◆ ROHDATEN
———
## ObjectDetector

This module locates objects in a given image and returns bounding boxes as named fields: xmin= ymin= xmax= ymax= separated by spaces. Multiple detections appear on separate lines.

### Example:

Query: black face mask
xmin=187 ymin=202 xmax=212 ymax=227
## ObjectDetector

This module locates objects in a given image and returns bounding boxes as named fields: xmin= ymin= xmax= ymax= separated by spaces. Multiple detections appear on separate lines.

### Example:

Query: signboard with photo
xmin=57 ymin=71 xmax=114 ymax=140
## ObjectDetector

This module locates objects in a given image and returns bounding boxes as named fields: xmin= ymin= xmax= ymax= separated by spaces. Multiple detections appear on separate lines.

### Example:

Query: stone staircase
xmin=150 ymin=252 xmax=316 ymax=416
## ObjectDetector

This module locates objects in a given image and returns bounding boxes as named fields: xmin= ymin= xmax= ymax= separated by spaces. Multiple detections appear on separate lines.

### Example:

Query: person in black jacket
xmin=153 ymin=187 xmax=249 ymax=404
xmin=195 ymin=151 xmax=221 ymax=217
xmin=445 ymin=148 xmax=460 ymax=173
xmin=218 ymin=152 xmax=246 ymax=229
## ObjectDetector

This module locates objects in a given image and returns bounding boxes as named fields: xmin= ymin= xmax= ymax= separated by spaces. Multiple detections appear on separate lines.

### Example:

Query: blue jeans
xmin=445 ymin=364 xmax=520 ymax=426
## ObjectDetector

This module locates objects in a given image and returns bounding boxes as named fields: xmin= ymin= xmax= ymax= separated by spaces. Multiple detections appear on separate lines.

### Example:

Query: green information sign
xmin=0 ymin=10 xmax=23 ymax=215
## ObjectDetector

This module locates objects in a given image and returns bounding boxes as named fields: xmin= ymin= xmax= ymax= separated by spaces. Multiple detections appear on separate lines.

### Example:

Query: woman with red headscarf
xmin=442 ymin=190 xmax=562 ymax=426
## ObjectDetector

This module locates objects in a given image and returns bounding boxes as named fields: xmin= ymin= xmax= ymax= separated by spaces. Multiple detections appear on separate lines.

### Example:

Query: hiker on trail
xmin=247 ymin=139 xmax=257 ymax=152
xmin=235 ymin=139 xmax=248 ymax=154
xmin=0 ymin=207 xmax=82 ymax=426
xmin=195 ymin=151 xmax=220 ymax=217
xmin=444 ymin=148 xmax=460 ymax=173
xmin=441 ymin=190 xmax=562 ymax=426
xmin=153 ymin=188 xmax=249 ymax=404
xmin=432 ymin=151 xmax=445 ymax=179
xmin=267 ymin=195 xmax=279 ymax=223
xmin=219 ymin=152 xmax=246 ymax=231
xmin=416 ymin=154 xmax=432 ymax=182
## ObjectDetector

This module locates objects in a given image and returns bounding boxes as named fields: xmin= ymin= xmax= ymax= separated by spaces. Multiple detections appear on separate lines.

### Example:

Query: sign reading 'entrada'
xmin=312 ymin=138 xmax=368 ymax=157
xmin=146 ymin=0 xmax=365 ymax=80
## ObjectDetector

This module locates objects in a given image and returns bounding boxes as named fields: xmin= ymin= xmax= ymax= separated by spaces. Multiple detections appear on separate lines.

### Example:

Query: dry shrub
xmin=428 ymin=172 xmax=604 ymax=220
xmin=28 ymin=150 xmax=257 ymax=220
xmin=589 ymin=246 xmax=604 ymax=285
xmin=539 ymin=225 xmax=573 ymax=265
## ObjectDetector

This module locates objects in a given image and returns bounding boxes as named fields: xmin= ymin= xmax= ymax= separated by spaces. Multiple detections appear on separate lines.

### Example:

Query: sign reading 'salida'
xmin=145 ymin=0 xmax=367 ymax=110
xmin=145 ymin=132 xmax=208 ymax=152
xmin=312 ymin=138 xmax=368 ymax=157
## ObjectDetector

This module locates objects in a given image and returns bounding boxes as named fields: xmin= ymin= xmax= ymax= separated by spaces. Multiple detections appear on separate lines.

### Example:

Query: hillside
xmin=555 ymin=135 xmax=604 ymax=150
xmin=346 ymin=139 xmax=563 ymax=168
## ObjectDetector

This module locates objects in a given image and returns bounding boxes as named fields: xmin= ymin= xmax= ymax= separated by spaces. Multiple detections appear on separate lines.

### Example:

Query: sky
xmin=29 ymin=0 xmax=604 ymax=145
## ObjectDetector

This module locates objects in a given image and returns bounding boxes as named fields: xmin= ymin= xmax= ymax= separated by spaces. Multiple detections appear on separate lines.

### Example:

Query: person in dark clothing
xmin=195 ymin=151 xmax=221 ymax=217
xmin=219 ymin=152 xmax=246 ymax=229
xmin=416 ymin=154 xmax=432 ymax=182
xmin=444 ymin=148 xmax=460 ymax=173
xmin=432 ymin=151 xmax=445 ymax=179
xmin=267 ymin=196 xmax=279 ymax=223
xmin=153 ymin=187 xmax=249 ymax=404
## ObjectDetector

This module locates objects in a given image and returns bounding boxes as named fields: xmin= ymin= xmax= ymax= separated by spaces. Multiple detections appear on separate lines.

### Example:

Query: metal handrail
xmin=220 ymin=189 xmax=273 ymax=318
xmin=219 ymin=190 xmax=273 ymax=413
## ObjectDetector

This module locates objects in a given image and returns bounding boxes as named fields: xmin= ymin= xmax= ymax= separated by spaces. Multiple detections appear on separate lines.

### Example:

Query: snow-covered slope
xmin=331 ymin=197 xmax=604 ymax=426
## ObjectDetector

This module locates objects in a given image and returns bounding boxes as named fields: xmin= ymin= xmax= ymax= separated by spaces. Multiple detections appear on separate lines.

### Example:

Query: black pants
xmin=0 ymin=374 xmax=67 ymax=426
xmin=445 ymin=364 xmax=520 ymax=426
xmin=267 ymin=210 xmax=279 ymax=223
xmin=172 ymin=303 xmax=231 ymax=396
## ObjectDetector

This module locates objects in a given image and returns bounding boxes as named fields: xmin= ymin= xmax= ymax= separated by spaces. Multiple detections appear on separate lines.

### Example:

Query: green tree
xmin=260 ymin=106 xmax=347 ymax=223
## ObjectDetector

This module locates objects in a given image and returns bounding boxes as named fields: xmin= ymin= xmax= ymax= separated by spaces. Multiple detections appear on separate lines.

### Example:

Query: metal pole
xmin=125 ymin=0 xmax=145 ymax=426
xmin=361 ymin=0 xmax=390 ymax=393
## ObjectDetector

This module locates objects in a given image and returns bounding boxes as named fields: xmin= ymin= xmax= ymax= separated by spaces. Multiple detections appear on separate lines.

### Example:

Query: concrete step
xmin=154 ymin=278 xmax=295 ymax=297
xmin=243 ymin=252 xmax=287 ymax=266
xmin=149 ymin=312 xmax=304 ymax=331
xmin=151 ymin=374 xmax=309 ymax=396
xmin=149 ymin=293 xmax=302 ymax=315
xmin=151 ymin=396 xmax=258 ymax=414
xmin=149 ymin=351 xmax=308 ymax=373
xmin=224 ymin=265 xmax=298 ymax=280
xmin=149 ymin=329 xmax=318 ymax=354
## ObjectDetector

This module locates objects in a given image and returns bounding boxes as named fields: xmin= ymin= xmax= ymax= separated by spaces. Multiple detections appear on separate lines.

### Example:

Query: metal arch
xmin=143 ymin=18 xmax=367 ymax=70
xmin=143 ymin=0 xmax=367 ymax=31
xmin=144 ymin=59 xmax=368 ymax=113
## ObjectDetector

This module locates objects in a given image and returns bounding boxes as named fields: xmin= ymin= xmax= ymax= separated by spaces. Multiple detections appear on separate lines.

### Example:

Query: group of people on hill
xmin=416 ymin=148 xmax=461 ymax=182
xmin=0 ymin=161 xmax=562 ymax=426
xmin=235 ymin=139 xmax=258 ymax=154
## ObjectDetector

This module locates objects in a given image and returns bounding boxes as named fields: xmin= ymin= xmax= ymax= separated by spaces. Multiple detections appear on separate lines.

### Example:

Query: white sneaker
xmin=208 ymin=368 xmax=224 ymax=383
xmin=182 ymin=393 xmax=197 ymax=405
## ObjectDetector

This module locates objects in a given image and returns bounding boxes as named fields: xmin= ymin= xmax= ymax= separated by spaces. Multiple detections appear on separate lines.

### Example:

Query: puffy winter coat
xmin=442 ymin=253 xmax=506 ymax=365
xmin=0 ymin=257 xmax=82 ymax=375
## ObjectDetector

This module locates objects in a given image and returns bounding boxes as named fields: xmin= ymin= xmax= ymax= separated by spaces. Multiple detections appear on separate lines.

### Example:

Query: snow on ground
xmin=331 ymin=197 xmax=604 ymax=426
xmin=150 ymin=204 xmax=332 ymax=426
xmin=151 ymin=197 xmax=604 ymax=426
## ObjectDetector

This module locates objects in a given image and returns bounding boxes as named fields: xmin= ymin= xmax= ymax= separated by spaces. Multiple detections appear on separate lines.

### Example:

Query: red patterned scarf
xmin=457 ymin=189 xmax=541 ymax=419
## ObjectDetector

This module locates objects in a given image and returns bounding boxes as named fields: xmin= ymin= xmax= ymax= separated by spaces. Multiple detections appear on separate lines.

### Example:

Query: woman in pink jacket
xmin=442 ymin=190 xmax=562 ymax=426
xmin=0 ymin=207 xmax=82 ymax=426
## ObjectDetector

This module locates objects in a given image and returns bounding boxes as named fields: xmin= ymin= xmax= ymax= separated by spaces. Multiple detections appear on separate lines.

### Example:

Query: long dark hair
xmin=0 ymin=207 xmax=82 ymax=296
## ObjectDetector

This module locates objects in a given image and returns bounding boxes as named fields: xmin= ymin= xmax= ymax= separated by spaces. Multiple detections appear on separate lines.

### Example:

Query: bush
———
Welche Zeilen der Daten enthalten das Wort „woman“? Gib jede dieser Zeilen vollständig wieder.

◆ SCHRIFTLICHE ANTWORT
Query: woman with red headscarf
Query: woman in pink jacket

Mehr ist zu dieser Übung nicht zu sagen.